**Consegna:** Modifichi il materiale sostituendo ogni occorrenza di "thickest part" con "widest part" e lasci invariato tutto il resto.

**Materiale fornito:**
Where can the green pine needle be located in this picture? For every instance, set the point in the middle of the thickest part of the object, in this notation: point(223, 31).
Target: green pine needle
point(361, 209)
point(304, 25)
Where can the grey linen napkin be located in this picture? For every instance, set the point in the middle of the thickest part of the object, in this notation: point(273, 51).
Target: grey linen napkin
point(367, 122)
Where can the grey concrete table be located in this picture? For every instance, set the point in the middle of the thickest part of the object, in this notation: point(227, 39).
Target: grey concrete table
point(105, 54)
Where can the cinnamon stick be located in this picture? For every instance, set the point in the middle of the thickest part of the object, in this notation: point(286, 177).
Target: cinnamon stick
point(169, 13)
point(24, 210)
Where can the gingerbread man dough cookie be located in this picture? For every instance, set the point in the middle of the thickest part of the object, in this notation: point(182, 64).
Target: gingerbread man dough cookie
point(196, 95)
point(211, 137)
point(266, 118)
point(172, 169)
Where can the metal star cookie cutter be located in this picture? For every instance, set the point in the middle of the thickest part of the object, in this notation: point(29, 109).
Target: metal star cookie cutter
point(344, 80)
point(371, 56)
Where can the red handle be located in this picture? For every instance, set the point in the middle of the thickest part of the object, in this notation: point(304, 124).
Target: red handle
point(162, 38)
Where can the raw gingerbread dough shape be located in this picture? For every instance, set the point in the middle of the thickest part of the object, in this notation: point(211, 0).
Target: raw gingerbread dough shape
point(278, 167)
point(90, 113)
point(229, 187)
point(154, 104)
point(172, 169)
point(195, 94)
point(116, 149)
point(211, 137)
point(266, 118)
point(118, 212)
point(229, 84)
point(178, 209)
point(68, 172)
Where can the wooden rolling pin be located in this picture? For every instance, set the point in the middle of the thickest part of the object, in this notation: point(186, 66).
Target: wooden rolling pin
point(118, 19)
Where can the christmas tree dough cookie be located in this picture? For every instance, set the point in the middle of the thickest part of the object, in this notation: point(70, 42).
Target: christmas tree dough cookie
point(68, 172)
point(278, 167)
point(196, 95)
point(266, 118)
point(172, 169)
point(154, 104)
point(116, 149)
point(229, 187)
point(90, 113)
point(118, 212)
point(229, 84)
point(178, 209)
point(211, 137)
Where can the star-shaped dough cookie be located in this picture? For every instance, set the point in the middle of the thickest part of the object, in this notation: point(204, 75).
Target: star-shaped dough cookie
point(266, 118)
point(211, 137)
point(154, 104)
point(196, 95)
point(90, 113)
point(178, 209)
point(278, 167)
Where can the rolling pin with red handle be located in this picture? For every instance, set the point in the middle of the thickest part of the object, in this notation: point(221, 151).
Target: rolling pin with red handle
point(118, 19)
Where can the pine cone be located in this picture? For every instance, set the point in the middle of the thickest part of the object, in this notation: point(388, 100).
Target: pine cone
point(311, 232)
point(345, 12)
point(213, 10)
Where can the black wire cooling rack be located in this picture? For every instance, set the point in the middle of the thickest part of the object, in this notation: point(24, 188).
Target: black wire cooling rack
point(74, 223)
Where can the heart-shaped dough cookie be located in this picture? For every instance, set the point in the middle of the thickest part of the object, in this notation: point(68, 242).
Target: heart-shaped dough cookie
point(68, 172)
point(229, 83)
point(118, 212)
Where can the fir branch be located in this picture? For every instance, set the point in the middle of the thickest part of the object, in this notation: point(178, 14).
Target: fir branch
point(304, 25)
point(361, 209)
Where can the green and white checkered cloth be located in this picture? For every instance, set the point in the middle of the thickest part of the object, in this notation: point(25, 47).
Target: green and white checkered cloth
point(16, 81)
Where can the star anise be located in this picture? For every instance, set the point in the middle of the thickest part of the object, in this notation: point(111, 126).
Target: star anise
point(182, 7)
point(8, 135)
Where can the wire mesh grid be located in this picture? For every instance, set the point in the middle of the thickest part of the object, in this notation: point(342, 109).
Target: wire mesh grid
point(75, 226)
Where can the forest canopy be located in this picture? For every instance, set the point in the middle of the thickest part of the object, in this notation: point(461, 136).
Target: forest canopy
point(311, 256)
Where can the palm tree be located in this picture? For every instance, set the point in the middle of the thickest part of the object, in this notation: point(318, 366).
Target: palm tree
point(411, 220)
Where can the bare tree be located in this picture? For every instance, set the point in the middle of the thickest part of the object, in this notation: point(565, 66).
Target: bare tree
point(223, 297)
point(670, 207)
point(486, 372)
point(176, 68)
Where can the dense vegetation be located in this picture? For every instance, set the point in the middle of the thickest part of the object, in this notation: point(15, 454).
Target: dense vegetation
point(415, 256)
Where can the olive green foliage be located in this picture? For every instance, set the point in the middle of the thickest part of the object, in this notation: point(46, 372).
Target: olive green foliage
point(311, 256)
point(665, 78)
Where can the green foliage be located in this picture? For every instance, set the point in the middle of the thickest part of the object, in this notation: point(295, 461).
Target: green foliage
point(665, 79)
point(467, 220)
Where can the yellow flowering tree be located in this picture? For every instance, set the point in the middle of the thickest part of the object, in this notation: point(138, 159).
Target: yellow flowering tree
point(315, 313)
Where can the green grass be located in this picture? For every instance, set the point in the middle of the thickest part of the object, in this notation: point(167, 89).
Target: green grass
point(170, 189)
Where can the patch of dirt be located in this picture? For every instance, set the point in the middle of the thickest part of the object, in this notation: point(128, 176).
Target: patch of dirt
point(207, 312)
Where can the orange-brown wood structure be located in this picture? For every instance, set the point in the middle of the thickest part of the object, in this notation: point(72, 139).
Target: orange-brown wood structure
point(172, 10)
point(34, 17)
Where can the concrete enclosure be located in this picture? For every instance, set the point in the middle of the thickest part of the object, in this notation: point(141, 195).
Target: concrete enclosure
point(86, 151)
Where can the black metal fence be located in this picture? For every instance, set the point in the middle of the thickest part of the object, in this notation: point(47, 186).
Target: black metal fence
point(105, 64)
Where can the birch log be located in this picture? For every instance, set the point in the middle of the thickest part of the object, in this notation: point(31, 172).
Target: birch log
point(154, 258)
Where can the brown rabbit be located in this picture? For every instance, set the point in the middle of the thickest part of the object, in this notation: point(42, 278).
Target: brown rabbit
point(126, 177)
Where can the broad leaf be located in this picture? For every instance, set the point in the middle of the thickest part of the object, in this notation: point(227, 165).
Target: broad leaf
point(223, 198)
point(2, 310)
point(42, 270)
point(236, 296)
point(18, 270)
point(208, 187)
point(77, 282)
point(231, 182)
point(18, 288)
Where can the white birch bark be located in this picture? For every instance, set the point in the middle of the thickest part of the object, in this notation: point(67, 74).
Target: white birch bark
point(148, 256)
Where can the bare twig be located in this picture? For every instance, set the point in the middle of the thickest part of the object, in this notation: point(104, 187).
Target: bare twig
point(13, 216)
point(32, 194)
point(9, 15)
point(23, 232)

**Soluzione del compito:**
Where can the green pine needle be located in this picture? For every instance, set the point in the middle of the widest part of the object, in this notation: point(223, 31).
Target: green pine needle
point(361, 209)
point(304, 25)
Where can the grey linen napkin be located in this picture? For every instance, set the point in the middle of the widest part of the object, in this notation: point(273, 51).
Target: grey linen napkin
point(367, 122)
Where can the grey concrete table be located in this picture? For every instance, set the point in the middle of the widest part of the object, in this notation: point(227, 39).
Target: grey concrete table
point(105, 54)
Where can the cinnamon stick be located in this picture? For every instance, set the point in the middle of the widest part of the object, in this notation: point(286, 177).
Target: cinnamon stick
point(169, 13)
point(24, 210)
Where can the gingerbread man dough cookie be located in this picture? For every instance, set the point in the middle of the widest part of the object, in this notation: point(182, 64).
Target: gingerbread man dough cookie
point(196, 95)
point(211, 137)
point(266, 118)
point(172, 169)
Where can the metal star cookie cutter be located in this picture? For every instance, set the point in the middle of the widest part of the object, in this notation: point(29, 109).
Target: metal star cookie cutter
point(344, 80)
point(371, 56)
Where can the red handle be located in this picture? For every instance, set the point in the middle of the widest part of the object, in this notation: point(304, 124).
Target: red handle
point(162, 38)
Where can the raw gingerbread dough shape be located in this picture? For every instance, set the point in the middle of the widest part of the object, in this notation: point(211, 0).
Target: raw gingerbread dough shape
point(278, 167)
point(90, 113)
point(229, 187)
point(154, 104)
point(172, 169)
point(195, 94)
point(116, 149)
point(211, 137)
point(266, 118)
point(118, 212)
point(229, 84)
point(178, 209)
point(68, 172)
Where can the wooden rolling pin be located in this picture? For every instance, set the point in the middle of the widest part of the object, in this notation: point(186, 66).
Target: wooden rolling pin
point(118, 19)
Where can the christmas tree dough cookie be located in this picture? For every instance, set the point in the middle of the widest part of the object, in this notation: point(70, 42).
Target: christmas tree dough cookie
point(68, 172)
point(278, 167)
point(196, 95)
point(266, 118)
point(172, 169)
point(154, 104)
point(116, 149)
point(229, 187)
point(90, 113)
point(118, 212)
point(229, 84)
point(178, 209)
point(211, 137)
Where can the star-shaped dough cookie be located in this picture? For every instance, set the point in the middle of the widest part of the object, in this notation: point(204, 75).
Target: star-shaped dough cookie
point(266, 118)
point(211, 137)
point(154, 104)
point(196, 95)
point(90, 113)
point(178, 209)
point(278, 167)
Where can the rolling pin with red handle be located in this picture? For every instance, set the point in the middle of the widest part of the object, in this notation: point(221, 151).
Target: rolling pin with red handle
point(118, 19)
Where can the pine cone be located in this picture? For every instance, set the point in the middle of the widest part of the object, in this notation: point(388, 100).
Target: pine cone
point(311, 232)
point(345, 12)
point(213, 10)
Where can the black wire cooling rack be located in this picture? For every instance, set the point in the middle of the widest part of the object, in this notation: point(24, 188).
Target: black wire cooling rack
point(74, 223)
Where can the heart-shaped dough cookie be located in this picture? For every instance, set the point in the middle of the widest part of the object, in this notation: point(68, 242).
Target: heart-shaped dough cookie
point(68, 172)
point(229, 83)
point(118, 212)
Where can the fir branch be located in this picture? For every instance, set the point in the middle of the widest part of the object, in this notation: point(178, 14).
Target: fir branch
point(304, 25)
point(361, 209)
Where can the green and white checkered cloth be located in this picture? For every instance, set the point in the middle of the widest part of the object, in this notation: point(25, 47).
Target: green and white checkered cloth
point(16, 81)
Where can the star anise be located in this picture? For every instance, set the point in the middle of the widest part of the object, in this notation: point(111, 126).
Target: star anise
point(182, 7)
point(8, 135)
Where can the wire mesh grid be located in this picture? For every instance, set the point in the middle of the widest part of the object, in this notation: point(342, 109).
Target: wire mesh grid
point(75, 226)
Where can the forest canopy be located in this picture? For every instance, set the point in the middle of the widest part of the object, in this notation: point(461, 136).
Target: forest canopy
point(311, 256)
Where can the palm tree be located in this picture? For every instance, set the point in the middle of the widest part of the object, in this notation: point(318, 366).
Target: palm tree
point(411, 220)
Where can the bare tree be located in this picture? For every instance, set the point in the middle of the widest part of the object, in this notation: point(565, 66).
Target: bare tree
point(223, 297)
point(670, 207)
point(486, 372)
point(176, 68)
Where can the dense vegetation be located in this picture? For every instance, set the point in the middle of the widest part of the object, in this notation: point(15, 454).
Target: dense vegetation
point(415, 256)
Where can the olive green foliage be located in this picture? For every instance, set the point in the middle of the widest part of the object, in this notation: point(46, 372).
Target: olive green foliage
point(311, 256)
point(665, 78)
Where can the green foliage be located in this picture? For every instance, set the point in the middle of the widest part of the object, in this notation: point(295, 461).
Target: green foliage
point(665, 79)
point(467, 220)
Where can the yellow flowering tree be located in this picture? For every instance, set the point in the middle of the widest part of the object, in this notation: point(138, 159).
Target: yellow flowering tree
point(315, 313)
Where can the green grass be located in this picture? For every instance, set the point in the middle of the widest part of the object, in this notation: point(167, 89).
Target: green grass
point(170, 189)
Where can the patch of dirt be located in this picture? For every instance, set the point in the middle of the widest part of the object, in this notation: point(128, 176).
Target: patch of dirt
point(207, 312)
Where can the orange-brown wood structure be located in this picture? For every instance, set the point in the middle of the widest part of the object, in this notation: point(72, 139).
Target: orange-brown wood structure
point(172, 10)
point(34, 17)
Where can the concrete enclosure be located in this picture? For every instance, set the point in the middle of the widest part of the object, in this notation: point(141, 195).
Target: concrete enclosure
point(86, 151)
Where can the black metal fence be located in this picture? For every instance, set the point in the middle of the widest part of the object, in this notation: point(47, 186).
Target: black metal fence
point(105, 64)
Where can the birch log be located in this picture? For every instance, set the point in the middle of the widest part of the object, in this notation: point(31, 172).
Target: birch log
point(154, 258)
Where can the brown rabbit be located in this picture? For every instance, set the point in the middle of the widest part of the object, in this notation: point(42, 278).
Target: brown rabbit
point(126, 177)
Where can the broad leaf be located in this picture? For every instance, set the point in the middle of the widest part of the object, in this notation: point(227, 165).
Target: broad leaf
point(223, 198)
point(2, 310)
point(42, 270)
point(236, 296)
point(18, 270)
point(208, 187)
point(77, 282)
point(231, 182)
point(18, 288)
Where can the white birch bark be located in this picture? For every instance, set the point in the middle of the widest part of the object, in this notation: point(67, 74).
Target: white birch bark
point(148, 256)
Where can the bare twig be located in this picture? For every instance, set the point in the middle of the widest part of the object, in this notation: point(104, 187).
Target: bare twig
point(13, 216)
point(32, 194)
point(9, 15)
point(23, 232)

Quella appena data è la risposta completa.